_Records to use_.
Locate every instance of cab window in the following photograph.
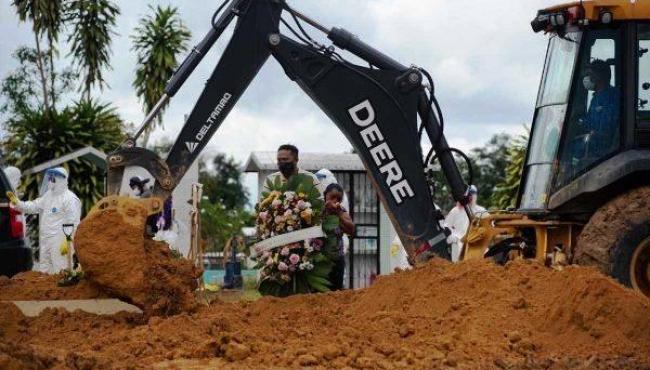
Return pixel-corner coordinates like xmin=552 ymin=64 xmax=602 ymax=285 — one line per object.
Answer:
xmin=637 ymin=24 xmax=650 ymax=124
xmin=555 ymin=28 xmax=622 ymax=188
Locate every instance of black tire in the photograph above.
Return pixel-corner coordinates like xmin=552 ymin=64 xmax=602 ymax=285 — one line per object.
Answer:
xmin=573 ymin=186 xmax=650 ymax=296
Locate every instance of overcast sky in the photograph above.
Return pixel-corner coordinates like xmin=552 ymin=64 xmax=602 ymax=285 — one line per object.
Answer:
xmin=0 ymin=0 xmax=557 ymax=199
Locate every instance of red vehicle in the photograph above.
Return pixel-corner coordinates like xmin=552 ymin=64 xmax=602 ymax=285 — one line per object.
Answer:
xmin=0 ymin=171 xmax=33 ymax=277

_Exercise aim_. Reproduce all of the records above, with the requests unchanged, and offset every bounding-box coordinate in the answers by adding 80. Leave the picture out.

_Output of the exercise_.
Locate every instance of cab window in the following photograph.
Return pixel-corner coordinates like xmin=552 ymin=64 xmax=602 ymax=285 — one line per object.
Answer:
xmin=717 ymin=104 xmax=730 ymax=204
xmin=635 ymin=108 xmax=702 ymax=268
Locate every instance of black tire in the photograph above.
Return pixel-corner coordinates like xmin=552 ymin=64 xmax=602 ymax=285 — one line per object.
Answer:
xmin=653 ymin=266 xmax=730 ymax=376
Locate every instance of overcast sky in the photograph above.
Return pixel-corner coordinates like xmin=552 ymin=64 xmax=602 ymax=285 — one line per object.
Answer:
xmin=80 ymin=80 xmax=637 ymax=279
Locate every instance of red vehicle in the photograph above.
Return pixel-corner coordinates like xmin=552 ymin=64 xmax=602 ymax=285 — one line per object.
Answer:
xmin=80 ymin=251 xmax=113 ymax=357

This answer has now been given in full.